[Source data]
☆ ☆ ☆ ☆ ☆ ☆ ☆
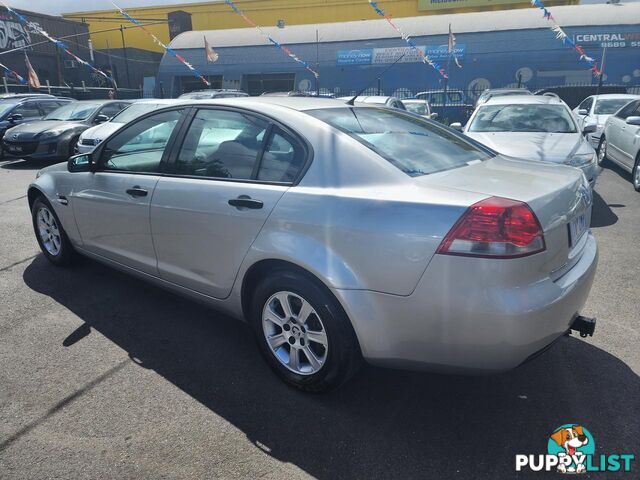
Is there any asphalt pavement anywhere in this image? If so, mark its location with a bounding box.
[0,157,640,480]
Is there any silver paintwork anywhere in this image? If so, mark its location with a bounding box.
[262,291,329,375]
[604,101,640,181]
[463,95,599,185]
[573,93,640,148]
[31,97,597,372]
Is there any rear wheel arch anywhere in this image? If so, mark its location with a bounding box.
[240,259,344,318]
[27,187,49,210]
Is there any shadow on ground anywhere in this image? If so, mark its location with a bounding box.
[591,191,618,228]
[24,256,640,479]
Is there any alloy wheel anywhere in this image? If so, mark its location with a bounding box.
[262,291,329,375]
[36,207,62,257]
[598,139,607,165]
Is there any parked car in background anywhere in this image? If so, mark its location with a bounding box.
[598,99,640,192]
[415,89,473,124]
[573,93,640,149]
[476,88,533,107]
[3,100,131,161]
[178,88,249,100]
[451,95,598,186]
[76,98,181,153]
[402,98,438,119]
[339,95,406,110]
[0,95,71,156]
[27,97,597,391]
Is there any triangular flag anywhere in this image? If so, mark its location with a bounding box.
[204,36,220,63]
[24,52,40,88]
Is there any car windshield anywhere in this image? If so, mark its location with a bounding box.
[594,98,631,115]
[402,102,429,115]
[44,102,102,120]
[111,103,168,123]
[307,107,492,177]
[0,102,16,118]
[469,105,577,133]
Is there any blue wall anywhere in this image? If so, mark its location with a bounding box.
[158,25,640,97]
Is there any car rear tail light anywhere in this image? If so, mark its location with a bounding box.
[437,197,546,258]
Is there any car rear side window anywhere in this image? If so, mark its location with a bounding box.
☆ ☆ ☆ ☆ ☆ ☆ ☆
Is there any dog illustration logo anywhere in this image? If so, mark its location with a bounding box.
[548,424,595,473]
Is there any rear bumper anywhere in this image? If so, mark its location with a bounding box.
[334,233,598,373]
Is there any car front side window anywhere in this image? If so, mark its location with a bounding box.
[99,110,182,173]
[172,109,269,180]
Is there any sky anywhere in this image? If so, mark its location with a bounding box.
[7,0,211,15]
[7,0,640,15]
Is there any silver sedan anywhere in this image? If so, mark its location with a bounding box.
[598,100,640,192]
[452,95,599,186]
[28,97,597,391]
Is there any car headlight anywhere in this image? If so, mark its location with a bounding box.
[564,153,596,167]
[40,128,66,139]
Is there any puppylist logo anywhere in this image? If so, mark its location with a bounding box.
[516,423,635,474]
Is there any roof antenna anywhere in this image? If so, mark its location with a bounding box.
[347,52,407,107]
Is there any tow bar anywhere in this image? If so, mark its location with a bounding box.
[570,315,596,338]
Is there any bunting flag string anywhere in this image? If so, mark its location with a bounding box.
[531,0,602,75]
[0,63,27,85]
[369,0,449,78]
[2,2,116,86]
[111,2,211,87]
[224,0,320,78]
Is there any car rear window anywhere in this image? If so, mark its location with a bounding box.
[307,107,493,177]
☆ ☆ ☆ ☆ ☆ ☆ ☆
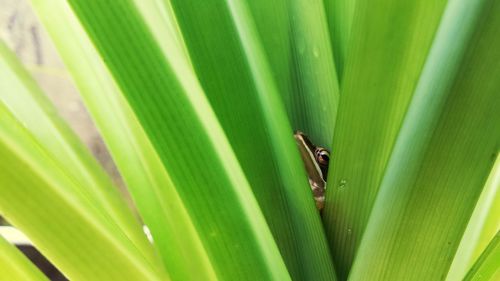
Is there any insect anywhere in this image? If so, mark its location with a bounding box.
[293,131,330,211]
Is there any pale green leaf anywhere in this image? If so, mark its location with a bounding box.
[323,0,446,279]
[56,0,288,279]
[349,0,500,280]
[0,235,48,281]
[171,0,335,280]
☆ ☆ ☆ ☆ ☆ ☆ ☆
Reproduce the listing above word for word, starting at the line that contains "Is there any asphalt" and ending at the line that contains "Is there any car rear side", with both of those lines included.

Is there any asphalt pavement anywhere in this image? If so, mark its location with a bounding box.
[0,157,640,480]
Is there any silver paintwork anywhere in this image? If so, mark its location with a bounding box.
[262,291,329,375]
[604,101,640,181]
[463,95,599,185]
[573,93,640,148]
[31,97,597,372]
Is there any rear wheel arch anywhere in this image? If so, mark its location with a bounding box.
[240,259,344,318]
[27,187,49,210]
Is there any shadow on ground anywhere in this image? If so, mark its location with a bounding box.
[591,191,618,228]
[24,256,640,479]
Is there any alloy wheel anywhere in this image? If so, mark its location with a bounding box.
[262,291,329,375]
[36,207,62,257]
[598,139,607,165]
Is there any parked car in background anywhere in this image? If so, mark its location with a bounding box.
[598,99,640,192]
[415,89,473,124]
[573,93,640,149]
[476,88,533,107]
[3,100,131,161]
[178,88,249,100]
[451,95,598,186]
[76,98,181,153]
[402,98,438,119]
[339,95,406,110]
[0,95,71,156]
[27,97,597,391]
Is there any triangular flag anywhere in this image? If so, mark its location with a bounding box.
[204,36,220,63]
[24,52,40,88]
Is there any car windshield anywhere in this image? If so, mark its location with a bounding box.
[594,98,631,115]
[402,102,429,115]
[44,102,102,120]
[111,103,168,123]
[307,107,492,177]
[0,102,16,118]
[469,105,577,133]
Is there any blue wall anywhere in this image? If so, mark its location with a bounding box.
[158,25,640,97]
Is there any car rear tail light anywhere in this image? If so, mark its location with a bounding box.
[437,197,546,258]
Is there any car rear side window anywhere in this image? If so, mark its location with a bounding box.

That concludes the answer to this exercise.